= Seu objetivo =
Localize nas entradas abaixo cada linha em que aparece a palavra "plant" e copie essas linhas.

○ ○ ○ ○

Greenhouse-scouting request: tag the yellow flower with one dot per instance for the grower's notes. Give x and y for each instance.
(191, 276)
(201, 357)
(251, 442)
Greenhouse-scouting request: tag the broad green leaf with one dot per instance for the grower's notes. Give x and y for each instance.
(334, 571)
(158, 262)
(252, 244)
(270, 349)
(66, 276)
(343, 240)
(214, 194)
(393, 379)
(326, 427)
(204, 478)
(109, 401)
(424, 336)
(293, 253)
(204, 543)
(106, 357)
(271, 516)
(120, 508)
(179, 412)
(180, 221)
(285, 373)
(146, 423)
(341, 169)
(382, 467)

○ ○ ○ ○

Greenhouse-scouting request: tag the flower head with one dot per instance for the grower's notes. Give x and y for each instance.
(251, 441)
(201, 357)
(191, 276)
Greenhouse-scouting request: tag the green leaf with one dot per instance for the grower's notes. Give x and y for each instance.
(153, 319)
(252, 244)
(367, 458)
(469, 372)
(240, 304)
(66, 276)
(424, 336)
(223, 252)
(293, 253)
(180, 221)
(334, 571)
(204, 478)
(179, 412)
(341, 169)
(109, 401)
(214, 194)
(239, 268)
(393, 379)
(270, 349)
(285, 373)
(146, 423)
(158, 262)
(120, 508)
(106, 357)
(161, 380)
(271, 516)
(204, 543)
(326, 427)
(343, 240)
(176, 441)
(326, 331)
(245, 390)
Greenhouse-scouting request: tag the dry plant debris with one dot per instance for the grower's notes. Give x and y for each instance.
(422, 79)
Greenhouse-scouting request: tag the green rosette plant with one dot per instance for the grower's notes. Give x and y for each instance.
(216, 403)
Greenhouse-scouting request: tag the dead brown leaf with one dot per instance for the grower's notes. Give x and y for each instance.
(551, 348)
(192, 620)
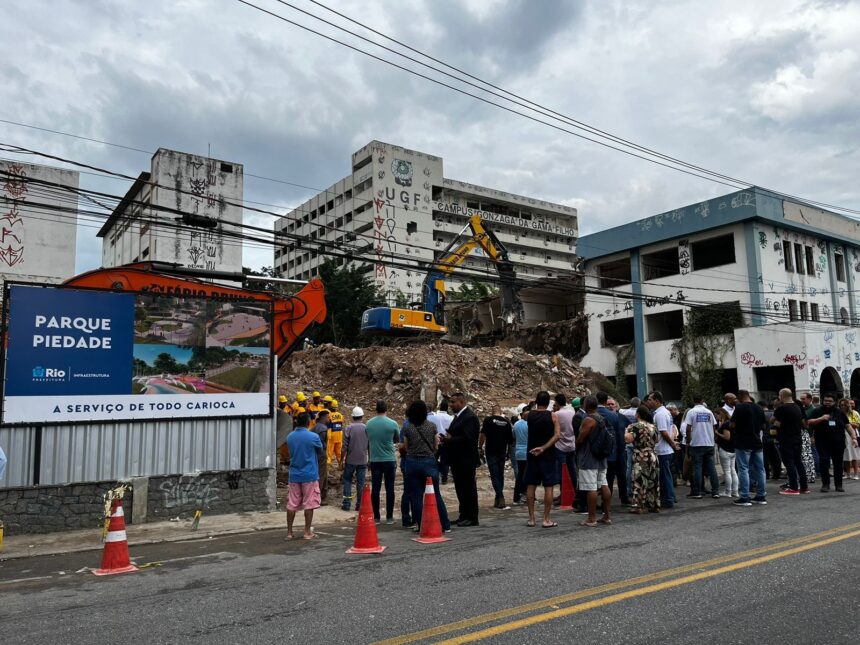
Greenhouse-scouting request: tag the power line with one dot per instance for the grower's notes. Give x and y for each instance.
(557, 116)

○ ○ ○ ○

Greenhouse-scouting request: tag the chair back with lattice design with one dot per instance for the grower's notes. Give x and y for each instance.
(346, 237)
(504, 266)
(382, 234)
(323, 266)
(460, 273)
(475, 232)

○ ○ ○ ○

= Resposta do exercício =
Greenhouse-scouting request: tag the dry plant debris with one dot per instance for the grower's notes. Give x and y for each instance.
Greenhouse-scouting request: tag the green rosette plant with one dot per instance for the grower's notes. Give x and y for each instance.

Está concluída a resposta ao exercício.